◆ **Data for this task**:
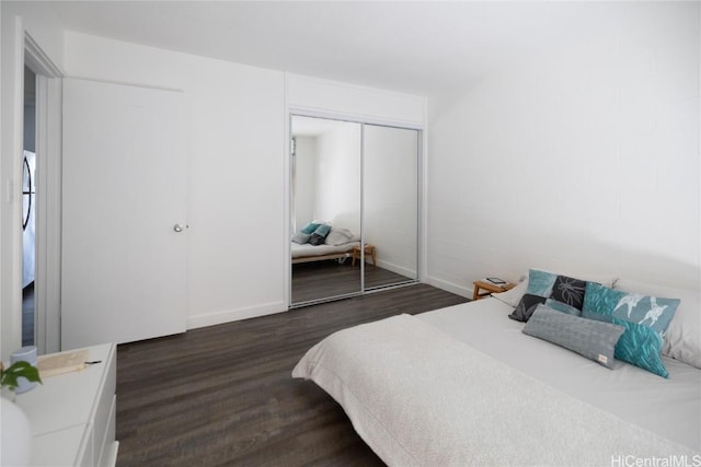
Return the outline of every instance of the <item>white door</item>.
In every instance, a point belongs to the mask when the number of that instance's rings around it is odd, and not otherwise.
[[[185,132],[182,93],[64,80],[62,349],[185,331]]]

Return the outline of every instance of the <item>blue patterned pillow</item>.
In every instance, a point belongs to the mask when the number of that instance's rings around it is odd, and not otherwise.
[[[645,325],[627,322],[625,319],[617,317],[613,317],[611,323],[625,328],[623,336],[621,336],[616,345],[613,355],[617,359],[658,374],[662,377],[669,376],[662,361],[663,339],[660,335]]]
[[[325,238],[326,235],[329,235],[329,232],[331,232],[331,225],[319,224],[319,226],[314,230],[313,233]]]
[[[616,346],[616,358],[667,377],[662,345],[679,303],[678,299],[659,299],[588,283],[582,316],[625,326]]]
[[[528,289],[526,293],[531,295],[549,297],[552,293],[552,287],[555,284],[558,275],[541,271],[539,269],[528,270]]]
[[[510,318],[527,323],[535,311],[533,296],[540,296],[539,303],[545,303],[553,310],[568,315],[582,315],[584,304],[584,292],[586,282],[581,279],[567,276],[554,275],[552,272],[530,269],[528,271],[528,288],[521,302],[516,306]],[[528,303],[526,303],[528,302]],[[524,308],[528,313],[519,313]]]
[[[304,229],[302,229],[300,232],[311,235],[319,227],[319,225],[321,224],[318,222],[310,222],[307,225],[304,225]]]

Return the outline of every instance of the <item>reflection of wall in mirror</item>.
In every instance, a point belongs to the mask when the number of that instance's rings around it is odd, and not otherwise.
[[[360,233],[360,126],[340,124],[319,137],[296,137],[297,230],[311,220]]]
[[[299,231],[314,219],[317,138],[295,138],[295,225]]]
[[[360,126],[344,124],[318,140],[317,218],[360,232]]]
[[[365,241],[378,262],[416,278],[417,131],[365,127]]]

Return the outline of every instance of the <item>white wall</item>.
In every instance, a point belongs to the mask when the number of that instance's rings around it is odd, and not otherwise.
[[[376,246],[378,264],[417,278],[418,133],[365,126],[363,163],[365,242]]]
[[[66,73],[184,91],[189,328],[285,303],[284,73],[66,33]]]
[[[360,125],[317,138],[317,219],[360,233]]]
[[[317,203],[317,138],[295,138],[295,224],[297,231],[313,221]]]
[[[699,288],[699,3],[627,3],[578,47],[432,100],[428,275],[528,267]]]

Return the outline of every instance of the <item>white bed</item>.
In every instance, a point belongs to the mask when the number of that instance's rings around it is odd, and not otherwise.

◆ **What is needed**: Rewrite each line of the records between the lines holding "Return the outline of every instance of the <item>reflection" and "[[[365,241],[378,262],[416,278],[417,131],[365,127]]]", inclusive, keeping the request lines as they are and multiplying every outline coordinate by 0.5, rounded to a whole number with halves going up. Give only those lines.

◆ **Problem solution**:
Return the outline of every instance of the <item>reflection of wall in mirror</item>.
In every instance, a point belongs to the mask when the number of that instance's rings around it is odd, and not otherwise.
[[[180,117],[180,63],[170,62],[160,69],[148,69],[149,115],[156,110]]]
[[[150,116],[157,110],[159,69],[148,69],[148,113]]]
[[[180,63],[172,62],[159,70],[159,109],[180,116]]]
[[[183,121],[189,131],[208,139],[209,66],[183,64]]]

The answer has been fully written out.